# [Task set]
**1.** In the evaluation excerpt, what happened to Stanley soon after the parent-child interaction began?
**2.** From the evaluation excerpt, extract the passage starting with "Notably, at the" and going on through "Jewish Family Services.".

Krieger performed another parent-child interaction. Soon after the interaction began, Stanley became ill and, while sitting in his mother's lap, vomited on her. According to Krieger, the respondent remained calm, focused on Stanley's being ill, "and directed that she and the boys move to the bathroom and try to clean up the situation. She did this quickly, calmly, and in a manner to create less chaos both with her sons and in the office environment in general. Clean clothes were found for Stanley, and [the respondent] did the changing and cleaning in a very efficient CT Page 1879 manner, calming both boys, and maintaining Brandon's interest as well.
"Once cleaned up, [the respondent] settled her sons in a larger conference room, and offered them some coloring books, toys and blocks, which they eagerly responded to." (Exhibit B) There followed a very positive session between mother and sons. Krieger opined that "Stanley and Brandon's relationship with their mother appears to be a bonded one. . . . [T]here are no clearly pathological signs in these relationships."
Notably, at the time of his January 2000 report, Krieger did not have the benefit of background information on the respondent nor Borden's evaluations. In his report subsequent to his September 2001 evaluation of the respondent, he chose not to review DCF's records nor the data or conclusions contained in Dr. Neems' February 28, 2000 report. Krieger believed his own evaluation of the respondent would be more unbiased if he did not consider such information. He did review the "historical and preparatory information" contained in Neems' report and was provided some background information from the children's foster parents and their worker at Jewish Family Services.

# [Extracted entries]
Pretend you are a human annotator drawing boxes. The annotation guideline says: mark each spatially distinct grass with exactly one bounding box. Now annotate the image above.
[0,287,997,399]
* * *
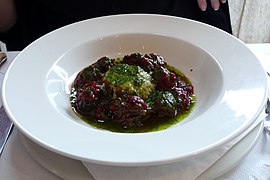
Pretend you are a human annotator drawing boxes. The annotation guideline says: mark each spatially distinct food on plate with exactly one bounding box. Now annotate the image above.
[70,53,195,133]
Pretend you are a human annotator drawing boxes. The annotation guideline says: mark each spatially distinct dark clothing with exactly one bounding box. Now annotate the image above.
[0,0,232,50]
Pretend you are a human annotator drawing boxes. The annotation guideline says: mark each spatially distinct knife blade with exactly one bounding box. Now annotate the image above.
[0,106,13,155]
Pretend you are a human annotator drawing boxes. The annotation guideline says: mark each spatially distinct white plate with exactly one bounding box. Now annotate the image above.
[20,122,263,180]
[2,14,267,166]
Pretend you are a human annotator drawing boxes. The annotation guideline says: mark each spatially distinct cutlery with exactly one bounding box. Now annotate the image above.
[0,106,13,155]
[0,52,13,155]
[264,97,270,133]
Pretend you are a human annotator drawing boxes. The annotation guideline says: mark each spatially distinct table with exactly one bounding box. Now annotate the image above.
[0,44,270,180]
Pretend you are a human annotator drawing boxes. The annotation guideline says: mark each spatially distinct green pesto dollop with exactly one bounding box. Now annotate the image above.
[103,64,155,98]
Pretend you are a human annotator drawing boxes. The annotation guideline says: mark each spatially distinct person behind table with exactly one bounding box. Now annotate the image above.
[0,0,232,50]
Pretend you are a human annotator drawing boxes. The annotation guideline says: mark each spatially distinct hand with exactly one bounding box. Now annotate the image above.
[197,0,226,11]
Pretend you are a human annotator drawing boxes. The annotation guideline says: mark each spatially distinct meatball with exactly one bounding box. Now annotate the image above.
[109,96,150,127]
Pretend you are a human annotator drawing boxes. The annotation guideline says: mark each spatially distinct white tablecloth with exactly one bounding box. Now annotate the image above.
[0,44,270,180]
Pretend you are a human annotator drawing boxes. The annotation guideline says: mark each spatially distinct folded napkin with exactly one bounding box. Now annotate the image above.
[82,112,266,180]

# [Answers]
**1.** He became ill and vomited on his mother while sitting in her lap.

**2.**
Notably, at the time of his January 2000 report, Krieger did not have the benefit of background information on the respondent nor Borden's evaluations. In his report subsequent to his September 2001 evaluation of the respondent, he chose not to review DCF's records nor the data or conclusions contained in Dr. Neems' February 28, 2000 report. Krieger believed his own evaluation of the respondent would be more unbiased if he did not consider such information. He did review the "historical and preparatory information" contained in Neems' report and was provided some background information from the children's foster parents and their worker at Jewish Family Services.